## EXERCISE REQUIREMENTS
Copy verbatim the part of the text on Beethoven X and Balancer forks that begins with the words "- If the team" and stops after the words "not BAL governance.".

Hey everyone!
I’m Daniel, the lead dev working on Beethoven X. It is truly humbling and inspiring to be considered in these conversations. We continue to be extremely motivated to execute on our vision of making Balancer V2 the premier DEX and source of liquidity on Fantom.
First of all, I would like to preface this entire discussion with the statement that the Beethoven X team has and will continue to pursue a partnership with the Balancer community for as long as it’s an option.
Followthechain presented a very well thought out proposal around how BAL governance can engage with “Friendly Forks” now and into the future, but we would like to present an alternative path that is modeled around the experience we’ve had until now.
A bit of backstory to provide some initial context:
- Upon announcing our soft launch, Fernando reached out to us on Twitter and started a very friendly and open conversation around what our plans were.
- Immediately after, Fernando introduced several Ballers to the conversation so that our two communities could start to get to know each other.
- In the initial conversations, the idea was mentioned to us that if we were successful, there might be an opportunity for a BAL governance vote that could identify us as the “official fork” on Fantom.
- In the following weeks, the Ballers provided invaluable input around tokenomics, community, and many other topics.
We believe that this hands off approach provided us with enough guidance to ensure that our general construction would allow for a BAL governance vote, if that day ever came. Additionally, it created an opportunity for both sides to get to know each other. More specifically, the Ballers had time to evaluate if we were a team that was competent and capable of executing on our vision. From our side, it has provided us with the space to show that we are serious about the project and are capable of achieving some form of success without an official endorsement from BAL governance.
These points could form the basis of a strategy on how to engage with current and future forks that we believe would allow BAL governance to better identify and support teams with the highest chance of success.
Ideas on how to engage with “Friendly Forks”
- Produce a general set of guidelines that every team must abide by to be eligible for a future BAL governance vote (Expansion of this in the next section).
- Provide a mechanism for forking teams to identify themselves to the community early, ideally prior to launching a token.
- If the team has met the general guidelines, allow Ballers to volunteer to be unofficial advisors in the early stages of the project.
- Allow the forking team a period of time to succeed or fail on their own. Every side chain has its own independent community and ecosystem. For the long term success of the protocol, it is incredibly important that the team is either part of the community or is able to successfully integrate into it. We are of the opinion that it is much better that the community on the host chain decides which fork to support, not BAL governance.
- Only if the forking team has achieved some sort of traction, either through predetermined KPIs or general consensus, would they be eligible to submit a proposal to be recognized as the official fork on the chain.
Although this path would require more effort from the side of the Balancer community, we strongly believe that it would produce significantly better outcomes. In this way, BAL governance is not enforcing their opinion on a chain where they might not understand the intricacies of the community, instead they allow the market and host community to decide which, if any, fork to support.

## STORED DATA

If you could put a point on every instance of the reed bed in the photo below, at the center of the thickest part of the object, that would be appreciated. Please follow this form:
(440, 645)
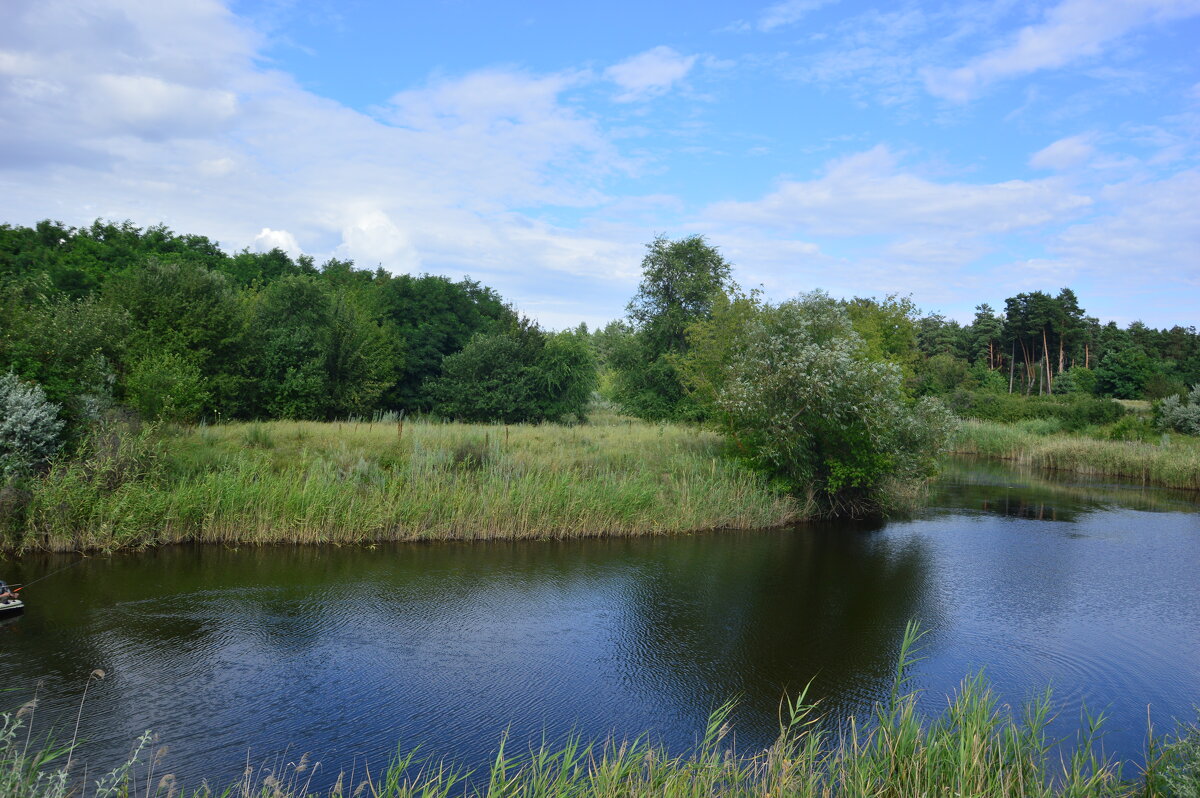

## THE COMPLETED TASK
- If the team has met the general guidelines, allow Ballers to volunteer to be unofficial advisors in the early stages of the project.
- Allow the forking team a period of time to succeed or fail on their own. Every side chain has its own independent community and ecosystem. For the long term success of the protocol, it is incredibly important that the team is either part of the community or is able to successfully integrate into it. We are of the opinion that it is much better that the community on the host chain decides which fork to support, not BAL governance.